- _EXERCISE DESCRIPTION_:
Copy every record below, exactly as written.

┄┄┄┄┄┄

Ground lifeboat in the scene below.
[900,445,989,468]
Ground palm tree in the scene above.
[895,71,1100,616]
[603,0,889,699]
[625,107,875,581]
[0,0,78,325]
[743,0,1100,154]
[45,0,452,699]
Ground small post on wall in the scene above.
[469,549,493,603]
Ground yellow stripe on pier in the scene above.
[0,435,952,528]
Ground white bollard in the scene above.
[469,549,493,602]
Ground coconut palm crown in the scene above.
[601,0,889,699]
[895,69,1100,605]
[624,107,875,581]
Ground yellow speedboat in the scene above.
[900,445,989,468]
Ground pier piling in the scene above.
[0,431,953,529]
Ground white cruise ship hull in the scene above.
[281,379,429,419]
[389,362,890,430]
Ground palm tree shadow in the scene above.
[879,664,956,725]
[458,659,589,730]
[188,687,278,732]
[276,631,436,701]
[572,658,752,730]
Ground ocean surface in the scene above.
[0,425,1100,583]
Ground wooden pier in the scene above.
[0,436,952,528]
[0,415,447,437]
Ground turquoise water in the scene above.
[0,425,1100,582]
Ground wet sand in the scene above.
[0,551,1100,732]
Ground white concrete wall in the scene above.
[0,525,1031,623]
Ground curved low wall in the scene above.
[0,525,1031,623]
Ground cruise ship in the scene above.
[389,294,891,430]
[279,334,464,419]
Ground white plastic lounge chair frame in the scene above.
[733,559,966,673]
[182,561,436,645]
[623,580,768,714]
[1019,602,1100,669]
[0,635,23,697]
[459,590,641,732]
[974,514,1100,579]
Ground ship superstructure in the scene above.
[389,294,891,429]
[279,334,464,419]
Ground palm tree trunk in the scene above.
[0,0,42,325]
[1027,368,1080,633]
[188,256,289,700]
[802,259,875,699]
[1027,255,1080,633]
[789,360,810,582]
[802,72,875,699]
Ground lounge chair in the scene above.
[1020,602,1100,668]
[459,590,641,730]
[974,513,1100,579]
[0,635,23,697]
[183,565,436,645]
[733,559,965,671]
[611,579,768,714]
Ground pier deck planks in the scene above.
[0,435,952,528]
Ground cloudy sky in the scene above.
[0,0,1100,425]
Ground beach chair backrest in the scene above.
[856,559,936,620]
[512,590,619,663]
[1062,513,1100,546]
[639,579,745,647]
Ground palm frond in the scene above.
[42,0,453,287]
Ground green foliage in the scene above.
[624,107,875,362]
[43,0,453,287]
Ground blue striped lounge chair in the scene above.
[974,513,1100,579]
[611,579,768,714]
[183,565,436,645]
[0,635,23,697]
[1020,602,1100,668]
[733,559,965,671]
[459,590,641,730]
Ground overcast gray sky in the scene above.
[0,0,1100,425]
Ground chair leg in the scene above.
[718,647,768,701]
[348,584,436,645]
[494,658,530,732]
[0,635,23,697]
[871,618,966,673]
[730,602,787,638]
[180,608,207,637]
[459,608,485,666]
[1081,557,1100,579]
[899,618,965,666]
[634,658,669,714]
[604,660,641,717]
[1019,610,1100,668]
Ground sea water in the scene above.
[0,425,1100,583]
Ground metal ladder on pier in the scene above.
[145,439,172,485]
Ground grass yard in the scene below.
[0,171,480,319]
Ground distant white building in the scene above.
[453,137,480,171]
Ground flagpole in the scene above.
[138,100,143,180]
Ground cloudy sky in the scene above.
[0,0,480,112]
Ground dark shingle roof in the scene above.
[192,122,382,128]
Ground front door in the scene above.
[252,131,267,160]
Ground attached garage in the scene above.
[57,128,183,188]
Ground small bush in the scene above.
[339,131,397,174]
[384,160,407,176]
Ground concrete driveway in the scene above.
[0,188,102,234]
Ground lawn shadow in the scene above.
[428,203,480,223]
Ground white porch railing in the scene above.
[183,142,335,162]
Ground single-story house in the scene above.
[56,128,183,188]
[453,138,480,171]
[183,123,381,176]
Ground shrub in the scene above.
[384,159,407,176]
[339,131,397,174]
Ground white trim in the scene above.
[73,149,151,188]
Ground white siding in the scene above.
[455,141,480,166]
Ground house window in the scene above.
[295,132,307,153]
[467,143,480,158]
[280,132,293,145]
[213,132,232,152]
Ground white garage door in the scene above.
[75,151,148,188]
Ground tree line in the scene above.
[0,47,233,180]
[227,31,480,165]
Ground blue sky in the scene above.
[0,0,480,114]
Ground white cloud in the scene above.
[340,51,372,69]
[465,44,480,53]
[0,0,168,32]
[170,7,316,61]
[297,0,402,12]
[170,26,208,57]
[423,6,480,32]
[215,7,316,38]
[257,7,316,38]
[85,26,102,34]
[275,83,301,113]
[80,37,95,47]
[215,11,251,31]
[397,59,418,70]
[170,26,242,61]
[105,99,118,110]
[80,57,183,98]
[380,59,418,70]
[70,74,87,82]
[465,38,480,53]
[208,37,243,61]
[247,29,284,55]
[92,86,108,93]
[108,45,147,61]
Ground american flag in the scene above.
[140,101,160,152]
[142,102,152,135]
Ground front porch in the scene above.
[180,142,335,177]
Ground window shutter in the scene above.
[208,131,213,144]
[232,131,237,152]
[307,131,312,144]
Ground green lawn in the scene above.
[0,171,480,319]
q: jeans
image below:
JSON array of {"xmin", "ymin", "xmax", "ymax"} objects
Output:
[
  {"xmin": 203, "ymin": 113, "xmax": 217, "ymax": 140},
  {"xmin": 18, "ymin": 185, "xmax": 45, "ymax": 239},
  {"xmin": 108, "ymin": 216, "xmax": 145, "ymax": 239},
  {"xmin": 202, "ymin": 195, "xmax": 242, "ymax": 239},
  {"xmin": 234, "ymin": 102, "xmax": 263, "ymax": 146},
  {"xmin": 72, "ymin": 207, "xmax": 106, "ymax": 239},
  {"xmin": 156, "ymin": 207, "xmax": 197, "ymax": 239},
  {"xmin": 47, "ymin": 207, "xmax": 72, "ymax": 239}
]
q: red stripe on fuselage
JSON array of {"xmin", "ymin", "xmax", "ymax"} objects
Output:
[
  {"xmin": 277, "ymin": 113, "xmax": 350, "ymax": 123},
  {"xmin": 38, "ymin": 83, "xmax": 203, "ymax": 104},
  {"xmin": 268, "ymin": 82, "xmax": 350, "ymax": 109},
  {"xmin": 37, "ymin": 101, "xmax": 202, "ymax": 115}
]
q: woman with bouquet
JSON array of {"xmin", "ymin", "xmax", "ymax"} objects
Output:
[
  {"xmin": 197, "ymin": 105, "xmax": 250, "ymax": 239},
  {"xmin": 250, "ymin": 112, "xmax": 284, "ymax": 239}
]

┄┄┄┄┄┄

- _CORRECT ANSWER_:
Ground lifeboat in the scene below.
[900,445,989,468]
Ground palm tree in the scene above.
[895,71,1100,616]
[603,0,889,699]
[625,107,875,581]
[0,0,78,325]
[743,0,1100,154]
[45,0,452,699]
Ground small post on wall in the scene above.
[469,549,493,603]
Ground yellow stripe on pier in the scene above.
[0,435,952,528]
Ground white bollard in the scene above.
[469,549,493,602]
Ground coconut palm crown in the scene above.
[601,0,889,699]
[895,69,1100,605]
[624,107,875,581]
Ground yellow speedboat in the scene above.
[900,445,989,468]
Ground pier piling in the scene above.
[0,431,953,529]
Ground white cruise ship hull in the scene above.
[281,379,429,419]
[389,362,890,430]
Ground palm tree shadow in the scene above.
[879,664,956,725]
[458,659,589,730]
[188,687,278,732]
[276,631,436,701]
[572,658,752,730]
Ground ocean surface in the scene above.
[0,425,1100,583]
Ground wooden pier in the scene above.
[0,436,952,528]
[0,415,447,437]
Ground turquoise water in the scene above.
[0,425,1100,582]
Ground wet sand in the scene above.
[0,551,1100,732]
Ground white concrete wall in the scene above.
[0,525,1031,623]
Ground curved low wall in the scene above.
[0,525,1031,623]
Ground cruise ship in the scene above.
[389,294,891,430]
[279,334,464,419]
Ground white plastic lounge chair frame in the scene above.
[733,559,966,673]
[182,561,436,645]
[623,580,768,714]
[1019,602,1100,669]
[0,635,23,697]
[459,590,641,732]
[974,514,1100,579]
Ground ship superstructure in the scene above.
[389,294,891,429]
[279,334,464,419]
Ground palm tree trunk in the scene above.
[0,0,42,325]
[1027,368,1080,633]
[188,256,289,700]
[802,259,875,699]
[1027,255,1080,633]
[789,360,810,582]
[802,72,875,699]
Ground lounge chair in the scene above.
[1020,602,1100,668]
[459,590,641,730]
[974,513,1100,579]
[0,635,23,697]
[183,565,436,645]
[733,559,965,671]
[611,579,768,714]
Ground pier deck planks in the scene above.
[0,435,952,528]
Ground cloudy sky in the scene above.
[0,0,1100,425]
Ground beach chair backrest in the scene above.
[856,559,936,620]
[512,590,619,663]
[1062,513,1100,546]
[639,579,745,647]
Ground palm frond in the scene above.
[42,0,453,287]
Ground green foliage in the scene above.
[624,107,875,362]
[43,0,453,287]
Ground blue striped lounge chair in the scene above.
[974,513,1100,579]
[611,579,768,714]
[183,565,436,645]
[0,635,23,697]
[1020,602,1100,668]
[733,559,965,671]
[459,590,641,730]
Ground overcast gray sky in the scene above.
[0,0,1100,425]
Ground chair leg in the scene above.
[718,647,768,701]
[348,584,436,645]
[494,658,530,732]
[0,635,23,697]
[871,618,966,673]
[730,602,787,638]
[180,608,207,637]
[459,608,485,666]
[1081,557,1100,579]
[899,618,965,666]
[634,658,669,714]
[604,660,641,717]
[1019,610,1100,668]
Ground sea water in the scene above.
[0,425,1100,583]
Ground metal ladder on pier in the scene above.
[145,439,172,485]
Ground grass yard in the scene below.
[0,171,480,319]
Ground distant white building in the scene above.
[453,137,480,171]
Ground flagpole in the scene above.
[138,100,143,180]
Ground cloudy sky in the scene above.
[0,0,480,112]
Ground dark shingle roof in the scene above.
[192,122,382,128]
Ground front door in the scene above.
[252,131,267,160]
Ground attached garage in the scene above.
[57,128,183,188]
Ground small bush in the scene above.
[339,131,397,174]
[384,160,407,176]
Ground concrete driveway in the scene above.
[0,188,102,234]
Ground lawn shadow in the scene above.
[428,203,480,223]
Ground white porch railing in the scene above.
[183,142,335,162]
Ground single-story house in the scene above.
[56,128,183,188]
[453,138,480,171]
[183,123,381,176]
Ground shrub in the scene above.
[384,159,407,176]
[339,131,397,174]
Ground white trim in the scene above.
[73,149,151,188]
Ground white siding in the scene above.
[455,141,480,166]
Ground house window in the scene above.
[295,132,307,153]
[467,143,480,158]
[280,132,293,145]
[213,132,232,152]
Ground white garage door in the scene above.
[75,151,148,188]
Ground tree line in the scene above.
[0,47,233,180]
[227,31,480,165]
Ground blue sky in the scene above.
[0,0,480,114]
Ground white cloud in the scene above.
[340,51,372,69]
[465,44,480,53]
[0,0,168,32]
[170,7,316,61]
[297,0,402,12]
[170,26,208,57]
[423,6,480,32]
[215,7,316,38]
[257,7,316,38]
[85,26,102,34]
[275,83,301,113]
[80,37,95,47]
[215,11,251,31]
[397,59,418,70]
[170,26,242,61]
[105,99,118,110]
[80,57,183,98]
[380,59,418,70]
[70,74,87,82]
[465,38,480,53]
[208,37,243,61]
[247,29,284,55]
[92,86,108,93]
[108,45,147,61]
Ground american flag in the scene above.
[140,101,160,152]
[142,102,152,135]
Ground front porch in the scene above.
[180,142,335,177]
Ground window shutter in the scene above.
[208,131,213,144]
[232,131,237,152]
[307,131,312,144]
Ground green lawn in the scene above.
[0,171,480,319]
q: jeans
image below:
JSON array of {"xmin", "ymin", "xmax", "ymax"} objects
Output:
[
  {"xmin": 203, "ymin": 113, "xmax": 217, "ymax": 140},
  {"xmin": 18, "ymin": 185, "xmax": 45, "ymax": 239},
  {"xmin": 108, "ymin": 216, "xmax": 145, "ymax": 239},
  {"xmin": 202, "ymin": 195, "xmax": 242, "ymax": 239},
  {"xmin": 234, "ymin": 102, "xmax": 263, "ymax": 146},
  {"xmin": 72, "ymin": 207, "xmax": 106, "ymax": 239},
  {"xmin": 156, "ymin": 207, "xmax": 197, "ymax": 239},
  {"xmin": 47, "ymin": 207, "xmax": 72, "ymax": 239}
]
q: red stripe on fuselage
JSON array of {"xmin", "ymin", "xmax", "ymax"} objects
Output:
[
  {"xmin": 277, "ymin": 113, "xmax": 350, "ymax": 123},
  {"xmin": 38, "ymin": 83, "xmax": 203, "ymax": 104},
  {"xmin": 268, "ymin": 82, "xmax": 350, "ymax": 109},
  {"xmin": 37, "ymin": 101, "xmax": 202, "ymax": 115}
]
q: woman with bouquet
JSON array of {"xmin", "ymin", "xmax", "ymax"} objects
Output:
[
  {"xmin": 197, "ymin": 105, "xmax": 250, "ymax": 239},
  {"xmin": 250, "ymin": 112, "xmax": 284, "ymax": 239}
]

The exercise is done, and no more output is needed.